• RECORDED DATA:

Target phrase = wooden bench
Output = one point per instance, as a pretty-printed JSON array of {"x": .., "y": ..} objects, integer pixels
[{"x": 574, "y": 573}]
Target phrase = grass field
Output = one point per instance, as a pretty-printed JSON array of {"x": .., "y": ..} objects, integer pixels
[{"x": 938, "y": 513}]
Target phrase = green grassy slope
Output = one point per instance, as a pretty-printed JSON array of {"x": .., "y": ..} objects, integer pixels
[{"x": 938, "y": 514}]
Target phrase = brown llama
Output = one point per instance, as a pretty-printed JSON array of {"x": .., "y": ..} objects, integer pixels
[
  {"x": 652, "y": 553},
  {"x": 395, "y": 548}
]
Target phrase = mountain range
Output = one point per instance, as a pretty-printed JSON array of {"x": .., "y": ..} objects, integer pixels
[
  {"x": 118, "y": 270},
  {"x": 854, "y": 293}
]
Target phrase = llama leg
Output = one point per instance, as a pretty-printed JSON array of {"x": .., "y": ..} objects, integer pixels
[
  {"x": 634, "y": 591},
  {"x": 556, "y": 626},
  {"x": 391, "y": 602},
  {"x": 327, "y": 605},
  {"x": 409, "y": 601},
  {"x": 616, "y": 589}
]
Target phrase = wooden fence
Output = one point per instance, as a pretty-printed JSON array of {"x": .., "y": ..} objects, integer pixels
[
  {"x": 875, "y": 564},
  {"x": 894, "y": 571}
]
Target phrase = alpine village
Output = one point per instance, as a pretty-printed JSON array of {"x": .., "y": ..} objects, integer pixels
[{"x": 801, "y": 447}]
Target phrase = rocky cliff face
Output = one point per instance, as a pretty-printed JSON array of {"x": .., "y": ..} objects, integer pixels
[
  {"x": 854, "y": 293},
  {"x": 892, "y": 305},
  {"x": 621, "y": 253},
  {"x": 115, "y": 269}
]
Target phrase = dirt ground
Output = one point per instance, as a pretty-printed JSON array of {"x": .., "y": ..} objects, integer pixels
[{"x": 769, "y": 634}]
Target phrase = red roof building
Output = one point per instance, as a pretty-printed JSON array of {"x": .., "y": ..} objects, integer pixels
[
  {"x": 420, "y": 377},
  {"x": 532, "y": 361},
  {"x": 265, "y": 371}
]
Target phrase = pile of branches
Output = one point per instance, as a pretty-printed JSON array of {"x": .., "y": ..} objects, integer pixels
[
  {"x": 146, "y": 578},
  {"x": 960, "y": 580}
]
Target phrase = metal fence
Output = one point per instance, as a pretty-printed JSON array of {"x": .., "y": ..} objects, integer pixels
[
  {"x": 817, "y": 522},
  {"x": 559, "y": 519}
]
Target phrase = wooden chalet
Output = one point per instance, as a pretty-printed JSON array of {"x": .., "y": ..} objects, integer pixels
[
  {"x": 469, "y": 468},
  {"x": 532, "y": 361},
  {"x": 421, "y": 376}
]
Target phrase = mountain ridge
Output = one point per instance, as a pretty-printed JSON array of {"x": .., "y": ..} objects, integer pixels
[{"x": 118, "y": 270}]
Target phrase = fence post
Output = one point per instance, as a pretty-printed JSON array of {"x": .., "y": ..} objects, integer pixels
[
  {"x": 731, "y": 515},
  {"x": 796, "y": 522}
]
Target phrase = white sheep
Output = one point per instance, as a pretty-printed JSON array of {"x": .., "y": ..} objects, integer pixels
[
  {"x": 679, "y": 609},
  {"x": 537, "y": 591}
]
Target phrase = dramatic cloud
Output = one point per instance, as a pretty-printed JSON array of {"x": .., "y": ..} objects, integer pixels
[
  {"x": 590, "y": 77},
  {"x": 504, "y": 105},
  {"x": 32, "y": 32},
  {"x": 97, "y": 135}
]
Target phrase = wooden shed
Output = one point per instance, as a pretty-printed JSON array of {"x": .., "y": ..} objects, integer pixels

• TASK TO COMPLETE:
Copy every record above verbatim, keeping each line unchanged and in its original order.

• ANSWER TO THIS TASK:
Target phrase = wooden bench
Output = one point per instance, as a pretty-printed JSON array of {"x": .., "y": ..} objects, integer pixels
[{"x": 574, "y": 573}]
Target phrase = grass field
Output = one point per instance, as a pretty-printed JSON array of {"x": .., "y": ..} objects, integer pixels
[{"x": 938, "y": 513}]
Target phrase = green grassy slope
Output = one point per instance, as a pretty-printed JSON array of {"x": .., "y": ..} objects, integer pixels
[{"x": 938, "y": 514}]
Target phrase = brown llama
Output = one point per instance, as a pretty-printed JSON array of {"x": .., "y": ..} objects, integer pixels
[
  {"x": 652, "y": 553},
  {"x": 395, "y": 548}
]
Target phrase = mountain range
Output = one point per instance, as a pretty-printed JSON array of {"x": .., "y": ..} objects, integer pixels
[
  {"x": 118, "y": 270},
  {"x": 854, "y": 293}
]
Target phrase = llama leg
Output = one point per instance, as a pretty-printed JSON array of {"x": .., "y": ..} objects, integer pixels
[
  {"x": 634, "y": 591},
  {"x": 556, "y": 626},
  {"x": 391, "y": 602},
  {"x": 327, "y": 605},
  {"x": 409, "y": 601},
  {"x": 616, "y": 589}
]
Target phrase = wooden fence
Output = one point per instance, as a pretty-printed JSON array of {"x": .., "y": ..} objects, integer pixels
[
  {"x": 875, "y": 564},
  {"x": 894, "y": 571}
]
Target phrase = alpine village
Output = one point per instance, as a pretty-printed JSON array of {"x": .., "y": ..} objects, integer pixels
[{"x": 801, "y": 447}]
Target phrase = rocky cliff face
Output = one point per instance, as a pretty-printed JSON array of {"x": .., "y": ..} objects, integer pixels
[
  {"x": 854, "y": 293},
  {"x": 892, "y": 305},
  {"x": 621, "y": 253},
  {"x": 115, "y": 269}
]
Target phrase = dirt ground
Output = one point per instance, as a pretty-printed JSON array of {"x": .., "y": ..} objects, integer pixels
[{"x": 769, "y": 634}]
Target phrase = red roof building
Output = one point per instance, as a pretty-printed JSON array of {"x": .., "y": ..} objects, integer pixels
[
  {"x": 420, "y": 377},
  {"x": 532, "y": 361},
  {"x": 265, "y": 371}
]
Target phrase = pile of branches
Output = one point per instance, as a pretty-printed JSON array of {"x": .., "y": ..} objects, integer pixels
[
  {"x": 146, "y": 578},
  {"x": 960, "y": 580}
]
Target phrase = metal fence
Output = one point per instance, as a pretty-printed JSON array of {"x": .., "y": ..} objects, integer pixels
[
  {"x": 817, "y": 522},
  {"x": 559, "y": 519}
]
Target phrase = wooden chalet
Output = one point per instance, as a pretty-printed JSON array of {"x": .., "y": ..} objects, integer pixels
[
  {"x": 469, "y": 468},
  {"x": 532, "y": 361},
  {"x": 421, "y": 376}
]
Target phrase = mountain ridge
Output = one point per instance, as a pretty-printed JSON array of {"x": .., "y": ..} objects, integer pixels
[{"x": 118, "y": 270}]
Target phrase = fence post
Output = one point per instance, as a pretty-printed JSON array of {"x": .., "y": ..} objects, integer pixels
[
  {"x": 731, "y": 515},
  {"x": 796, "y": 522}
]
Target phrase = white sheep
Output = one point per instance, as a pretty-printed JSON array of {"x": .., "y": ..} objects, integer pixels
[
  {"x": 679, "y": 609},
  {"x": 537, "y": 591}
]
Target phrase = dramatic cloud
Output = one point per instance, as a pretty-printed JSON array of {"x": .., "y": ..} objects, integer pixels
[
  {"x": 590, "y": 77},
  {"x": 504, "y": 105},
  {"x": 32, "y": 32},
  {"x": 97, "y": 135}
]
Target phrase = wooden shed
Output = one point per instance, as a pretty-printed JSON array of {"x": .., "y": ..} objects, integer pixels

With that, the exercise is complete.